> _Exercise_
In the passage below, how many days sober does d say he has been when he comes up at the market?

> _Source passage_
===============
I want to write but I don't. I don't bc I've been meditating and reaaaalllly trying not to let my mind start spinning. Just be here. Breathe. I feel like I've really done a great job lately. Been feeling quite happy. I've thought about d and let the love be there, I'm happier that way I decided....than trying to fight it, trying to be angry at him, tryyyying to get over it. It's felt really good. Of course i wondered how today would feel, seeing him at the market. He came up, of COURSE, says hello, says he's been feeling great, 14 days sober, 5 days at the gym and one soccer game in the last week. I say good work. I think at one point about texting him to bring me breakfast and then someone else showed up at nearly the exact time with nearly the exact breakfast I would've ordered asking if I would please eat it. Thus I need not text. (thanks, god.) And I get no communication from him, of course, for the rest of the day. I have a perfect end to the afternoon at the pool with flick and new friend, matt, at kev and shannons pool. When I finally leave flick, 4 slow beers later, I hug her for a long time and say, "I won't be depressed when I go home, I won't be depressed, I won't be depressed." see, when I leave the market, leave my peeps, esp after I have had a couple beers, and go home alone, esp after I have seen him....ok, even been in his vicinity, I can have a hard come down. (sidebar: why do I keep drinking when I know it can potentially bring me down and make me think ca ca crazy?) so I, duh, put on my new love, slow electronic music (with noooo effing words about romance to analyze/try not to analyze) and breathe deep and try to practice meditating while I drive home.
===============
> _Source material_
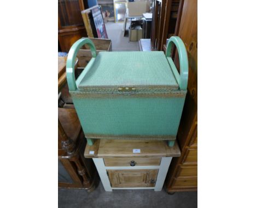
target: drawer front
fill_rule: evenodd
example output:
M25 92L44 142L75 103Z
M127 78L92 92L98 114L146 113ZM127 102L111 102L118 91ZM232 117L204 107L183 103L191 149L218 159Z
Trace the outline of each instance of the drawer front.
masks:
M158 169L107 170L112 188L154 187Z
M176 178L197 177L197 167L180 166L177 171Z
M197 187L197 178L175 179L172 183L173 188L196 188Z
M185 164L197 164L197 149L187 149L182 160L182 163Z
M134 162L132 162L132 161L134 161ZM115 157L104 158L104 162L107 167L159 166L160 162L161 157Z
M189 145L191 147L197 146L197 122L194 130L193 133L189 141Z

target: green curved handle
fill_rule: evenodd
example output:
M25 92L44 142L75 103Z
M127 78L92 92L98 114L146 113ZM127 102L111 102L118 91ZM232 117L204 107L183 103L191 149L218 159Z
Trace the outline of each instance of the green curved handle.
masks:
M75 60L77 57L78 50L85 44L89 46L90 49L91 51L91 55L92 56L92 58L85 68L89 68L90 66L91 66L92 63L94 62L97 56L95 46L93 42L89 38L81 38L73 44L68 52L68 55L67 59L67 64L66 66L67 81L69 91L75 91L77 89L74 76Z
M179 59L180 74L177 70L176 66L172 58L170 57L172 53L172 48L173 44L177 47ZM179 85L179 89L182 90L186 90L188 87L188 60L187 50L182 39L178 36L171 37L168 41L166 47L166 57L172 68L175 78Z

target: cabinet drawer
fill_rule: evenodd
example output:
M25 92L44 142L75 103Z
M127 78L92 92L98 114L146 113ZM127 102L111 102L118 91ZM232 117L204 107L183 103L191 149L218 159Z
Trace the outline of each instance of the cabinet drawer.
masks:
===============
> _Answer for the task_
14 days.